* Data shown

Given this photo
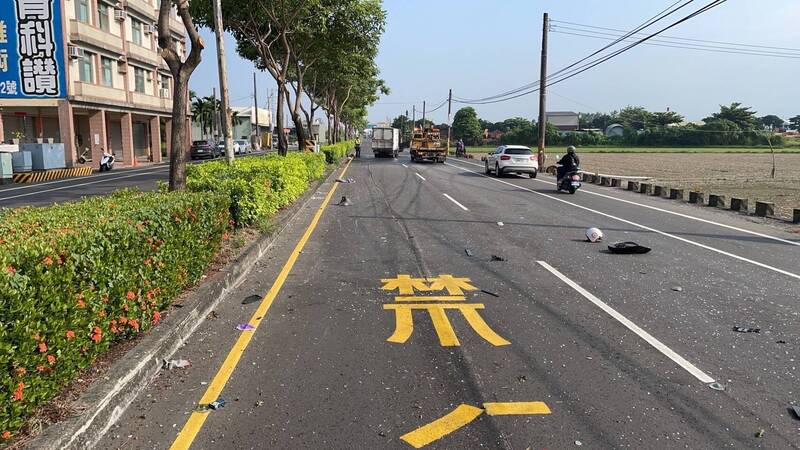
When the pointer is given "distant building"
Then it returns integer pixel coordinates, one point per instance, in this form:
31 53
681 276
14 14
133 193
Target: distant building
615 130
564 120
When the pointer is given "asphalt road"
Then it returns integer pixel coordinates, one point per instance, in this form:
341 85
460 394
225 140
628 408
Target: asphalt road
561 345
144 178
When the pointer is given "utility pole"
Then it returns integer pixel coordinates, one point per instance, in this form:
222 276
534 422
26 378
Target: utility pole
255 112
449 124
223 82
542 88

==

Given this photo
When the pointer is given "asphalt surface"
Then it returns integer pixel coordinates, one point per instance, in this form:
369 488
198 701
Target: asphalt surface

==

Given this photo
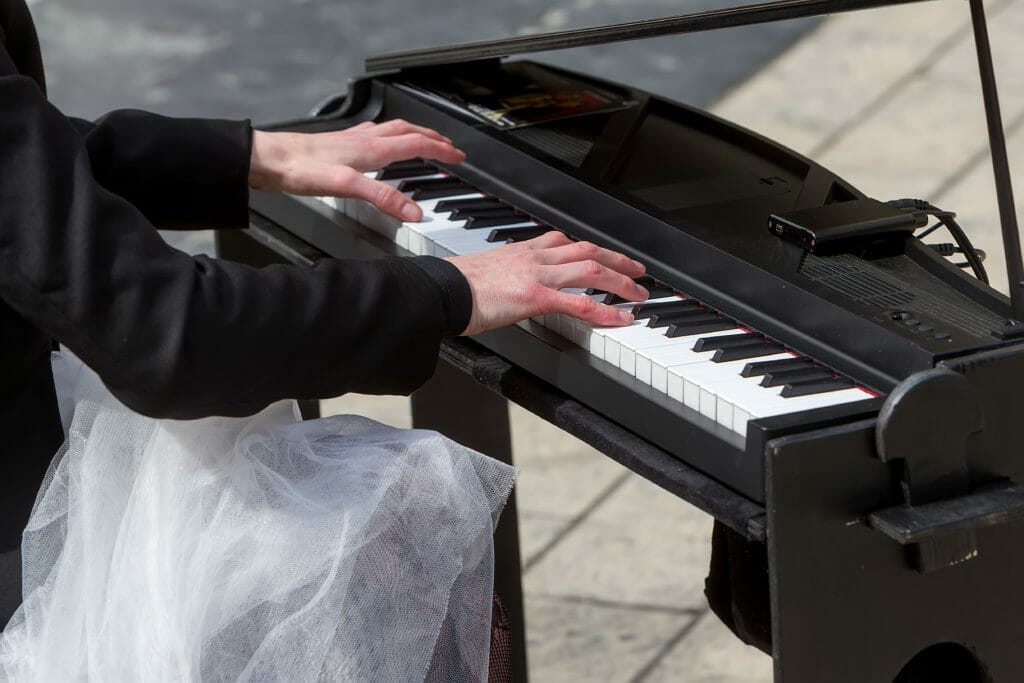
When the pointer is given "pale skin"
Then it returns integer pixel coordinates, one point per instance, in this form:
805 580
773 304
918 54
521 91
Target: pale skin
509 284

* What to do
Return the count of lines in the entries above that include the word "surface", without any added text.

* Answer
2